It was not always this way. Conservatives have many heroes. But they belong largely to the past. We’ve recently lost some of them — Irving Kristol and William F. Buckley — and others of them we can’t seem to put behind us.

Reagan nostalgia is still ascendant in the Republican ranks, and there is a predominant instinct toward recovering the glory days of the 1980s, or 1994.

The future, too, holds some promise. Republicans have what is often called a deep bench. Florida Sen. Marco Rubio, Wisconsin Rep. Paul Ryan, New Jersey Gov. Chris Christie, even Louisiana Gov. Bobby Jindal — these are all plausible future national candidates.

If demographics are kind, if the current crop of famous Republicans don’t irrevocably ruin the conservative brand in the mind of the next generation and if the welfare state doesn’t careen so far out of control that future leaders can only be carried along by it, then there may be hope for conservatives yet.

But this vision of the conservative future, with its focus on national leadership and presidential dreams, some argue, ignores an essential tenet of conservative thought: Real change begins locally and travels to the states and then to Washington.

Too much national attention detracts from the valuable work of local and state officials and from the thinking and working that happens completely outside the government.

Most of this is true. And it could be a leaderless revolution that conservatives most crave.

But the danger is that good local work and intelligent policy thinking will be overwhelmed by the national perception of Republicans. And it won’t be because of their positions on issues. For all the hullabaloo about the narrowly averted government shutdown, the real failing of the conservative side in that debate was not on policy but in persuasion.

What conservatives need now is an effort to explain what they believe and why it can work, one that is focused in one visible leader.

To be sure, many in the conservative commentariat and talk radio are already doing what they can. But the nature of these media is to reach the already convinced.

The power to convince once held by talk radio and Fox News has diminished with the fragmentation of cultural attention into specific and non-overlapping spheres. The persuadable middle, in other words, awaits.

Here’s the truth about the persuadable: They don’t care about politics as much as we think they do. They have better things to do. Local issues matter, but only obliquely, to the politically casual. The national debate is the one that moves moderate votes.

Speaking to them, then, will require a national image and a national leader.

Leaders do still matter, and for conservatives, these past few years have been difficult without them. The almost instinctive urge to find them has led to Sarah Palin, to Glenn Beck and to short-lived and sometimes unseemly fixations with the untalented or the unready.

If the coming presidential race doesn’t produce a leader, the resulting void may continue to harm the best efforts of conservatives on the ground.

▸ **Annotated coordinate records**
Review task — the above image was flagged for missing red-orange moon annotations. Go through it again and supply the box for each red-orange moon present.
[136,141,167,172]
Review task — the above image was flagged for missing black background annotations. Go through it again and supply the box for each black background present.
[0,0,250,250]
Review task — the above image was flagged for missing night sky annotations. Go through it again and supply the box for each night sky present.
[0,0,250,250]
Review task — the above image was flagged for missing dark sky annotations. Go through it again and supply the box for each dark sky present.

==

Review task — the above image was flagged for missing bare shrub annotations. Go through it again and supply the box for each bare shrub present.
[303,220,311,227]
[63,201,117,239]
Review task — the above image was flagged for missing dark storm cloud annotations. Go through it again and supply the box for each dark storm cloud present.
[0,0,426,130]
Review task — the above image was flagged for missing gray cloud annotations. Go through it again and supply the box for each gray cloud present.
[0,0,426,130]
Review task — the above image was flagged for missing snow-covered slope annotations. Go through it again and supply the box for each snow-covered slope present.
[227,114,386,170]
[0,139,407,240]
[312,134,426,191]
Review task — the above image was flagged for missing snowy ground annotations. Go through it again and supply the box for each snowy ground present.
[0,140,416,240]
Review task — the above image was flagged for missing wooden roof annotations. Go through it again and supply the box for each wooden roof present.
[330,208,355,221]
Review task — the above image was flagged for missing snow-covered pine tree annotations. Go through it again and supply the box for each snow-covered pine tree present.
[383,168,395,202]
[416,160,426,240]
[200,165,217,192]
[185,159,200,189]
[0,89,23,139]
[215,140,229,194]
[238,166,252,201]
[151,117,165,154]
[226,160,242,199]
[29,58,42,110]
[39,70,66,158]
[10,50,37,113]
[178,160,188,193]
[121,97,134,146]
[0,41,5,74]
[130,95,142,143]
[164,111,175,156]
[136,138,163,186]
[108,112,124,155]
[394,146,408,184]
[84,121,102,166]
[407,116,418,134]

▸ **Short problem 1**
In the commentary on conservative leadership, which two conservative heroes does it say were recently lost?
▸ **Short problem 2**
Reproduce the passage of the commentary on conservative leadership starting with "What conservatives need" and going on through "moves moderate votes.".
▸ **Short problem 3**
Decide whether each statement agrees with the commentary on conservative leadership, answering yes or no and quoting the words that settle it: (a) The real failing of the conservative side in the shutdown debate was on policy. (b) Marco Rubio is named as a plausible future national candidate. (c) The persuadable care about politics more than is commonly thought.

▸ **Final result 1**
Irving Kristol and William F. Buckley.

▸ **Final result 2**
What conservatives need now is an effort to explain what they believe and why it can work, one that is focused in one visible leader.

To be sure, many in the conservative commentariat and talk radio are already doing what they can. But the nature of these media is to reach the already convinced.

The power to convince once held by talk radio and Fox News has diminished with the fragmentation of cultural attention into specific and non-overlapping spheres. The persuadable middle, in other words, awaits.

Here’s the truth about the persuadable: They don’t care about politics as much as we think they do. They have better things to do. Local issues matter, but only obliquely, to the politically casual. The national debate is the one that moves moderate votes.

▸ **Final result 3**
(a) No: "the real failing of the conservative side in that debate was not on policy but in persuasion."
(b) Yes: "Florida Sen. Marco Rubio, Wisconsin Rep. Paul Ryan, New Jersey Gov. Chris Christie, even Louisiana Gov. Bobby Jindal — these are all plausible future national candidates."
(c) No: "They don’t care about politics as much as we think they do."